## Problem set
A – In the comment on the alerting problem, why does the writer want the alert appender to hand each alert off to another thread?
B – Answer these from the comment on the alerting problem:
(i) Which issue is the comment posted on?
(ii) Did a recent change cause the problem?
(iii) What should a full alert queue do?
C – Extend the comment on the alerting problem by writing what comes after its last sentence.

-- START OF Text extract --

[ 
https://issues.apache.org/jira/browse/GEODE-8131?page=com.atlassian.jira.plugin.system.issuetabpanels:comment-tabpanel&focusedCommentId=17124342#comment-17124342
 ] 

Bruce J Schuchardt commented on GEODE-8131:
-------------------------------------------

There's been no recent change that caused this problem.  It's a very long 
standing problem with the Alerting service that it can block the thread that's 
trying to log a serious message and prevent that thread from moving forward.  
The alert appender needs to hand the alert off to another thread that does the 
actual messaging.  If that other thread gets blocked, the fix for this problem 
shouldn't cause any other threads to block.  For instance, if there's a queue 
that the alerts are put in then that queue should just start throwing away 
alerts if it gets full.

-- END OF Text extract --
-- START OF Material supplied --

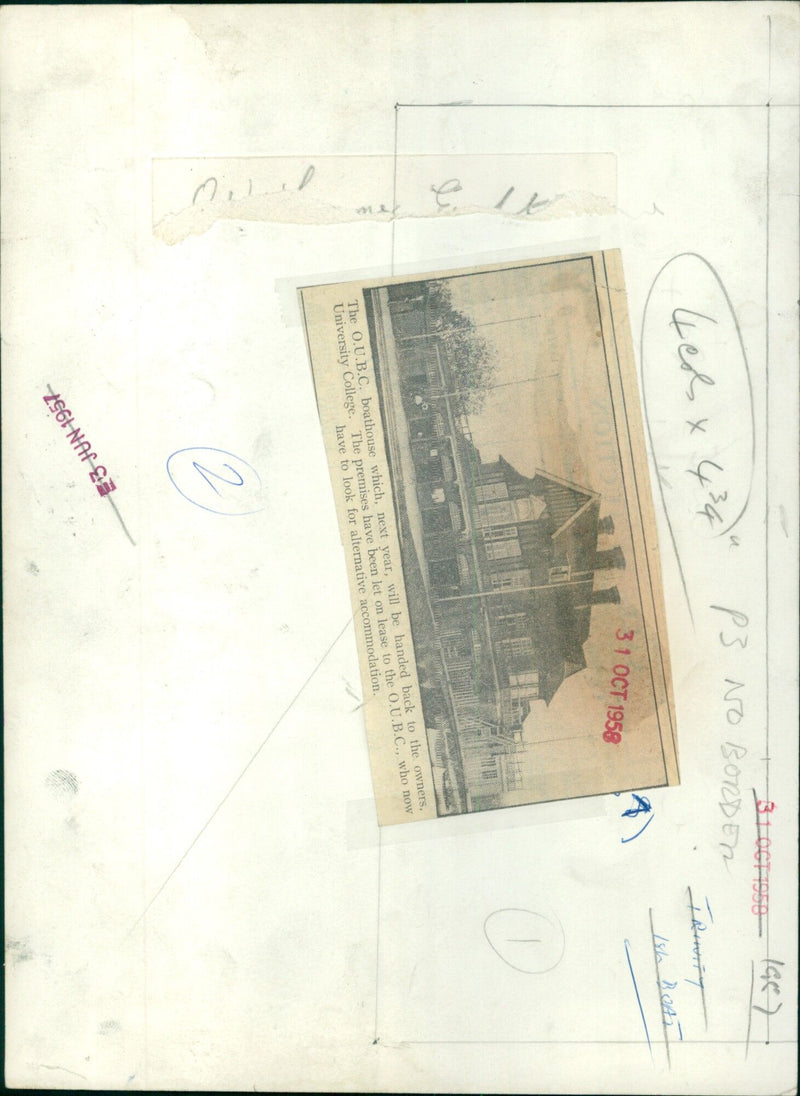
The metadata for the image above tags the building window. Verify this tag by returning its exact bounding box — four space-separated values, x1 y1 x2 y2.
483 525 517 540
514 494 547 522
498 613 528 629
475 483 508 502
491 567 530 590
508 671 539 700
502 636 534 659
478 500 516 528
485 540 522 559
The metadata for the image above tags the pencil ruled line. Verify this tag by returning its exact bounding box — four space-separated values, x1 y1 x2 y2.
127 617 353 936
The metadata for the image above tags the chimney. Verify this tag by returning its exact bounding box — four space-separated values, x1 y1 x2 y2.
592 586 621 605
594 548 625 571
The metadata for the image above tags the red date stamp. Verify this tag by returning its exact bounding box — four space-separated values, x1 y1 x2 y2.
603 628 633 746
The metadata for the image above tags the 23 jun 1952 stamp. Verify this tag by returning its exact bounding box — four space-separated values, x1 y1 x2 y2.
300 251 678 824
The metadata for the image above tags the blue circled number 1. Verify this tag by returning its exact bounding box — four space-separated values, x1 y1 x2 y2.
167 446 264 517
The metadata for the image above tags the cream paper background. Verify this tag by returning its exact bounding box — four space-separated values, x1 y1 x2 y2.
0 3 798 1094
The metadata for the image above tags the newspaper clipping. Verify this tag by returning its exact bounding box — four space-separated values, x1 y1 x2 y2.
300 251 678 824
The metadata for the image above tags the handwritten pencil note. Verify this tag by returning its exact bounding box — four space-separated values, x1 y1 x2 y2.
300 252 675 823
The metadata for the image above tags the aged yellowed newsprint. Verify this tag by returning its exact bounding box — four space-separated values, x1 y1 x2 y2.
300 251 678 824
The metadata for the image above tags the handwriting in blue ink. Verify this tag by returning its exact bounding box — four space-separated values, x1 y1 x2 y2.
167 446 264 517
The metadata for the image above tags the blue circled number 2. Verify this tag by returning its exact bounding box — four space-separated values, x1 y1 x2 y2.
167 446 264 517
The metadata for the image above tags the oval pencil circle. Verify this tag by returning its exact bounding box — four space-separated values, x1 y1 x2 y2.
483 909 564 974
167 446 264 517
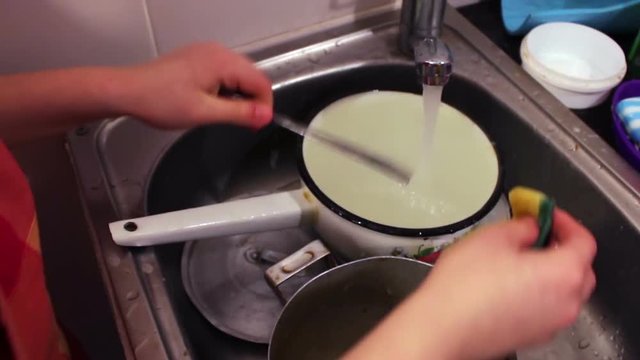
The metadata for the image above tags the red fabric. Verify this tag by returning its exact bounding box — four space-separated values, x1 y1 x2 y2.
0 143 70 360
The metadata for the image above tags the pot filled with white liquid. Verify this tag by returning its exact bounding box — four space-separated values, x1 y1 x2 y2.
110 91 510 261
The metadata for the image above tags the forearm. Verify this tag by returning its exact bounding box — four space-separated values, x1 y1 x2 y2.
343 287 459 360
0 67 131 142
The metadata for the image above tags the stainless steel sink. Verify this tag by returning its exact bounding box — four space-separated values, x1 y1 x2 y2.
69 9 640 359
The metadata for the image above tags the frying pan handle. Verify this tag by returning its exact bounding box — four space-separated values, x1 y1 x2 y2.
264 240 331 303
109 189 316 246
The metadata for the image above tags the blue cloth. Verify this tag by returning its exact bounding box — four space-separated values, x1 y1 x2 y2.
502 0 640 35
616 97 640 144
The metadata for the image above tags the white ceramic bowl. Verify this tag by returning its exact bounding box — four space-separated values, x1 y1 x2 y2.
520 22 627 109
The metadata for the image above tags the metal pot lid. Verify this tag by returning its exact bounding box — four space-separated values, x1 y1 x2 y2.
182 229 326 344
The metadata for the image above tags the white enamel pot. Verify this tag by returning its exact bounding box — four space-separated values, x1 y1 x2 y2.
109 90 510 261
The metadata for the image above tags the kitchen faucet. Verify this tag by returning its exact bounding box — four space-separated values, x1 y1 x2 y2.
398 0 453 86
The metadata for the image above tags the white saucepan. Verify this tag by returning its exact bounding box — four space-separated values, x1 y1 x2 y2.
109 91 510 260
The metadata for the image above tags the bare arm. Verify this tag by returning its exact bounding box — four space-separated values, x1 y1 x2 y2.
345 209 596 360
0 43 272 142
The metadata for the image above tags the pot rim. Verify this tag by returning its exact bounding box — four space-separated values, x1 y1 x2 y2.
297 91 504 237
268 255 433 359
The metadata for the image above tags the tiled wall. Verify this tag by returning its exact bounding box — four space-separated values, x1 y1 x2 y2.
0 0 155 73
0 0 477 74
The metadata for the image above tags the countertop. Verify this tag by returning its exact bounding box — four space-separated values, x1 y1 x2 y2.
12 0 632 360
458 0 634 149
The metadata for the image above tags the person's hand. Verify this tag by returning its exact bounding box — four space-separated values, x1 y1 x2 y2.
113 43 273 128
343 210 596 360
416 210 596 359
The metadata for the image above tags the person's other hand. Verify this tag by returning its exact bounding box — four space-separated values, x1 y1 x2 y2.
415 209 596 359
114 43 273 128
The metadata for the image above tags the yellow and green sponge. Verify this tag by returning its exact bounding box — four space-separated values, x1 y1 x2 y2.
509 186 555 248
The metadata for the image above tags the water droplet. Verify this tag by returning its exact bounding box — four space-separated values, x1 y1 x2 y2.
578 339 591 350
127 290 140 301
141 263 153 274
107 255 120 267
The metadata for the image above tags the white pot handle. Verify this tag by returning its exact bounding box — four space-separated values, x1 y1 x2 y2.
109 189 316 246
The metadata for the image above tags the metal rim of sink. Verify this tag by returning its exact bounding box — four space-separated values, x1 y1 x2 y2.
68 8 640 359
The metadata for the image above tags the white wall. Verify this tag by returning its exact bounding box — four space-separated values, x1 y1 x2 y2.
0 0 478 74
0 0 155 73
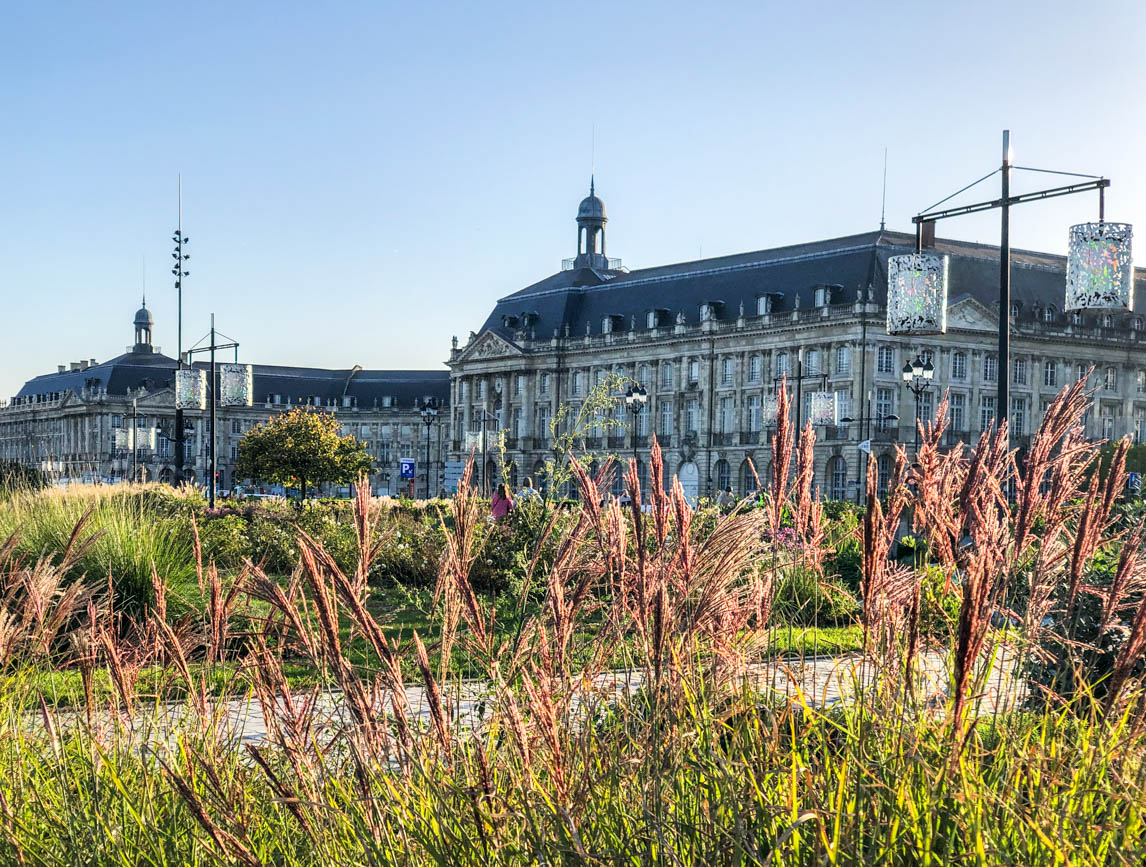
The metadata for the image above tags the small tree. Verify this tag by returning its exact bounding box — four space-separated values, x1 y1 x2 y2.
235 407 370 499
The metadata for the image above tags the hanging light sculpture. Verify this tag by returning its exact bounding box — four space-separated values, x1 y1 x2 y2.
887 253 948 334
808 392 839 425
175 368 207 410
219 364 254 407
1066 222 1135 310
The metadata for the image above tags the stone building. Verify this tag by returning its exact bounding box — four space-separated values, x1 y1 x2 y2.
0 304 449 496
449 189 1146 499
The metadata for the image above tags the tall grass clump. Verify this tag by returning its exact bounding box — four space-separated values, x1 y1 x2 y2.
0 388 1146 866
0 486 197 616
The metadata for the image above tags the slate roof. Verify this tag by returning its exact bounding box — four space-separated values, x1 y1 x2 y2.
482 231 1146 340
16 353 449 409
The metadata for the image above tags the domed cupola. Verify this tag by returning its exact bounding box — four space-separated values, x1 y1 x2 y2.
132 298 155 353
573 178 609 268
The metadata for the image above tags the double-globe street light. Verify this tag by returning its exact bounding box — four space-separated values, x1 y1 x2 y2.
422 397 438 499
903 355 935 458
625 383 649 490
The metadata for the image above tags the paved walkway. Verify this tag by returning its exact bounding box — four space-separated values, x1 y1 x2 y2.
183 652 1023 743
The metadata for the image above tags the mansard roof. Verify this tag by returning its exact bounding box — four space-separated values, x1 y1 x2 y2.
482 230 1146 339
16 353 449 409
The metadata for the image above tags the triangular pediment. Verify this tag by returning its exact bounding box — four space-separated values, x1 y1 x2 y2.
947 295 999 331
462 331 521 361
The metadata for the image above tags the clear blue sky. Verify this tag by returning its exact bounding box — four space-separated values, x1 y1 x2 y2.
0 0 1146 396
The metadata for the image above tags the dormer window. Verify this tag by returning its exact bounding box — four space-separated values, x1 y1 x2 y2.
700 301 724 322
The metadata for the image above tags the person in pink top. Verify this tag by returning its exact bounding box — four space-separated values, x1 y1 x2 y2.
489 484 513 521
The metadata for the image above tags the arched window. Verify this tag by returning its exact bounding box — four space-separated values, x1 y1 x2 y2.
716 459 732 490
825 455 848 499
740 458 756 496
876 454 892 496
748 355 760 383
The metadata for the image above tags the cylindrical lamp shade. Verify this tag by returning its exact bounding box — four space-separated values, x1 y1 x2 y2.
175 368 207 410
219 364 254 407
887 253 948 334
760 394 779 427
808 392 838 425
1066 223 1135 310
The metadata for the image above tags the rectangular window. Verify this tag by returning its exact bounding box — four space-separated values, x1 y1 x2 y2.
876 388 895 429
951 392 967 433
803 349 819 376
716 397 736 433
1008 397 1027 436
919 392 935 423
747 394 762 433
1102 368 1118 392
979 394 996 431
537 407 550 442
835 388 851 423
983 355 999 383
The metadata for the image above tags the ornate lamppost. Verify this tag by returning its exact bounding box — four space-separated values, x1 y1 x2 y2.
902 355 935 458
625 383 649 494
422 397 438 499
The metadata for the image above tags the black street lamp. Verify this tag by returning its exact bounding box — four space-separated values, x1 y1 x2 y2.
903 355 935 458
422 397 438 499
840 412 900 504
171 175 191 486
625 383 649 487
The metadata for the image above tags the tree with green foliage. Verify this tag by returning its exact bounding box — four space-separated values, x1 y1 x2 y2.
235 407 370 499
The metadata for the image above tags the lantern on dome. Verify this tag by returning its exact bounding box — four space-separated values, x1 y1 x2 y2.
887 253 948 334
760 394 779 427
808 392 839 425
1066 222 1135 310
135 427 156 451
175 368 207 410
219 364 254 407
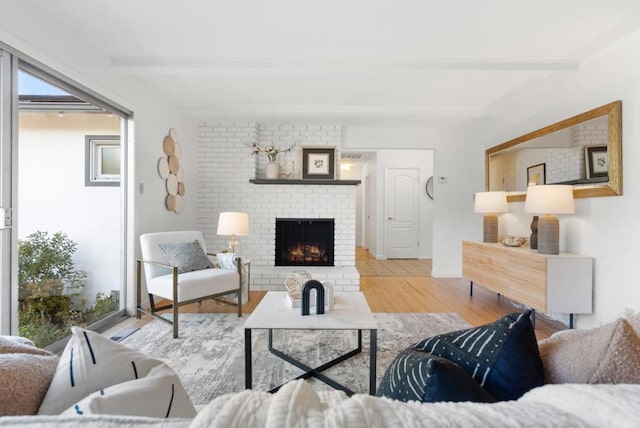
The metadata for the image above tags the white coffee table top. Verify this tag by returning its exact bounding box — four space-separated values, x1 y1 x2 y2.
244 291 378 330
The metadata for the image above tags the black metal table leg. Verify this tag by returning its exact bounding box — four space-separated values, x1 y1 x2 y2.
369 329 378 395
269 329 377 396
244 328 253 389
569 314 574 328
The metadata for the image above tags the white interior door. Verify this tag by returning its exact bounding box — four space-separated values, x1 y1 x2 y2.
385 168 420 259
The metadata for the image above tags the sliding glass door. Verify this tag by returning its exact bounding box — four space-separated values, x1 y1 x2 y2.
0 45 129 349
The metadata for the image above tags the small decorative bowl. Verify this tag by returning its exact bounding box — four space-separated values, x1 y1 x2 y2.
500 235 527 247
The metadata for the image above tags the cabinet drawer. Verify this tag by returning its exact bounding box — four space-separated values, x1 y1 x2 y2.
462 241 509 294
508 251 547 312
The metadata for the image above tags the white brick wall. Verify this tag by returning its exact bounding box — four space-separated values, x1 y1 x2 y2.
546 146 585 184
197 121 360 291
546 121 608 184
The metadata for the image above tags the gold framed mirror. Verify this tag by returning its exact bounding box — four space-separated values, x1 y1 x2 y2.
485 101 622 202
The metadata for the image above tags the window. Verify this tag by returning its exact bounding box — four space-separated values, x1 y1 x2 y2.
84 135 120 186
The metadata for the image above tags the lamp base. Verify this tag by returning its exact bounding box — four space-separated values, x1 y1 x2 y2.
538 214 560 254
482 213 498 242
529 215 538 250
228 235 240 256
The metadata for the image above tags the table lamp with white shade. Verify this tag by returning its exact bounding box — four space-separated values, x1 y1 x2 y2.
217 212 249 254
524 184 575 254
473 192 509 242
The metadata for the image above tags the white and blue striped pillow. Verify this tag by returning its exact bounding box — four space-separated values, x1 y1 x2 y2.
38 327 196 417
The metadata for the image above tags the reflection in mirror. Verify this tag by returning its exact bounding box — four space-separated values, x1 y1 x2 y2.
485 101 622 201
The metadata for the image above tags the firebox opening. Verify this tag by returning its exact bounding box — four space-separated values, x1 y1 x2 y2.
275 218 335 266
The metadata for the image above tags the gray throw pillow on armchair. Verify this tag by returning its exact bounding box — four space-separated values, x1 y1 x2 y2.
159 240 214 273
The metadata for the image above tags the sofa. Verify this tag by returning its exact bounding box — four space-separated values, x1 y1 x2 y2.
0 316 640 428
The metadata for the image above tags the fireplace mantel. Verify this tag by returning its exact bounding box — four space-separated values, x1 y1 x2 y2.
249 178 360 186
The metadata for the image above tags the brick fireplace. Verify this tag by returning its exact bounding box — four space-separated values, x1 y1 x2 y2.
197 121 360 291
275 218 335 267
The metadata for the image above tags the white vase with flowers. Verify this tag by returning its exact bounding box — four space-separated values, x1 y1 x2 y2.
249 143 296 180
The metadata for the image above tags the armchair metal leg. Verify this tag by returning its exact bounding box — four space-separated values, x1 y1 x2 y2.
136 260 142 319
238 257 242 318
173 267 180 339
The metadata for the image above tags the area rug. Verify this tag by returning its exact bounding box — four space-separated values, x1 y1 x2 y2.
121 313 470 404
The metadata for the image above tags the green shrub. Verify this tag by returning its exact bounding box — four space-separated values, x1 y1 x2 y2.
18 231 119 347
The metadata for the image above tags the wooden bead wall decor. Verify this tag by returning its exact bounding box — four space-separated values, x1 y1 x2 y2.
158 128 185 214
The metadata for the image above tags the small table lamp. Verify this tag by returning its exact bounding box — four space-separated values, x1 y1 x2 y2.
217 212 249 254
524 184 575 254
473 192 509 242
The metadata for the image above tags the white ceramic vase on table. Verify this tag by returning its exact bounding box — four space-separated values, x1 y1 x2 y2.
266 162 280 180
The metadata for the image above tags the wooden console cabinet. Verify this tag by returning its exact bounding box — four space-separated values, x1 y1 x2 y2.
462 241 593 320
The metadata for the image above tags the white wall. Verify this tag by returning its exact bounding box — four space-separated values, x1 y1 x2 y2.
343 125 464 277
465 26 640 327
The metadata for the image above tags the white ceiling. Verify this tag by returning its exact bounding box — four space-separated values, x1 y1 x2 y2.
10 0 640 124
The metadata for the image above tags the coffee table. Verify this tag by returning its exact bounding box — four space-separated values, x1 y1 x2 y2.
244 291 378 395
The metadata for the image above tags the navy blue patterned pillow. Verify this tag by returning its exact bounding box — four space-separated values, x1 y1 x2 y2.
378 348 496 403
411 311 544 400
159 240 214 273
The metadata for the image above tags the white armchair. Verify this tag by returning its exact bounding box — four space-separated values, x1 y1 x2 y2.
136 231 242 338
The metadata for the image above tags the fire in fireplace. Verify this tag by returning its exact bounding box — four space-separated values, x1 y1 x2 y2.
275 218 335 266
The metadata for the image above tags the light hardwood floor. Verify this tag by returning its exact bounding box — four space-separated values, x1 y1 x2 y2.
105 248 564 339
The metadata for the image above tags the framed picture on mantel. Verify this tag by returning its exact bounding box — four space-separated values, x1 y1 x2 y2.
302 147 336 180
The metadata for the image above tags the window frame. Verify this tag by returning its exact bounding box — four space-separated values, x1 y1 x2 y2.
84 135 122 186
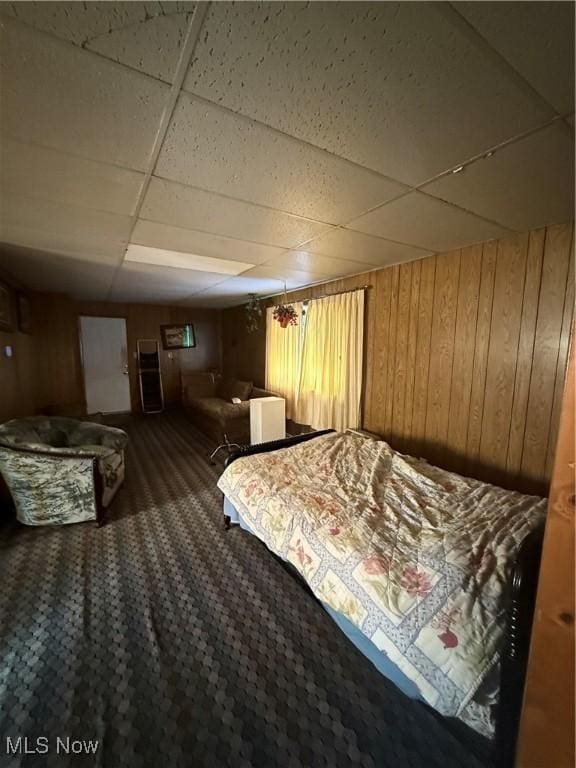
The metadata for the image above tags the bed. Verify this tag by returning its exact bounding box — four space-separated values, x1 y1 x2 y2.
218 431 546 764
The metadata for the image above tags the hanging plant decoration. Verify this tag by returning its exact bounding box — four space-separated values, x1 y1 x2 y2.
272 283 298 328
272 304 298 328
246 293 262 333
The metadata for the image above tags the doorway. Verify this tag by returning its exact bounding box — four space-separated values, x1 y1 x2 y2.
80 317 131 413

-- END OF Material supplied --

## Results for the exercise
A – The Alerting service has long been able to block the thread that is trying to log a serious message, which stops that thread from moving forward. Passing the alert to a separate thread that does the actual messaging keeps the logging thread from being held up.

B –
(i) GEODE-8131.
(ii) No. It is a very long-standing problem with the Alerting service.
(iii) It should start throwing away alerts.

C –
> alert service hangs, blocking cache operations
> ----------------------------------------------
>
>                 Key: GEODE-8131
>                 URL: https://issues.apache.org/jira/browse/GEODE-8131
>             Project: Geode
>          Issue Type: Bug
>          Components: logging
>            Reporter: Bruce J Schuchardt
>            Assignee: Bruce J Schuchardt
>            Priority: Major
>              Labels: GeodeOperationAPI
>
> This v1.8 TcpConduit reader thread was blocked in a production system.  It 
> had experienced a deserialization error and was trying to log the exception.  
> A Manager was present in the cluster and had registered as an alert listener. 
>  Another thread was blocked sending something on the shared/unordered 
> connection that this alert should be sent on.  This persisted for over 6 
> hours and we never saw the serialization exception in the log file.  
> Consequently we had to recommend setting the alert level to None and have 
> them run into the serialization problem again.
> This is a serious flaw in the alerting system and it's caused us grief many 
> times.  The alerting system should not block other threads.  Maybe a 
> background thread could consume and transmit alerts to alert-listeners?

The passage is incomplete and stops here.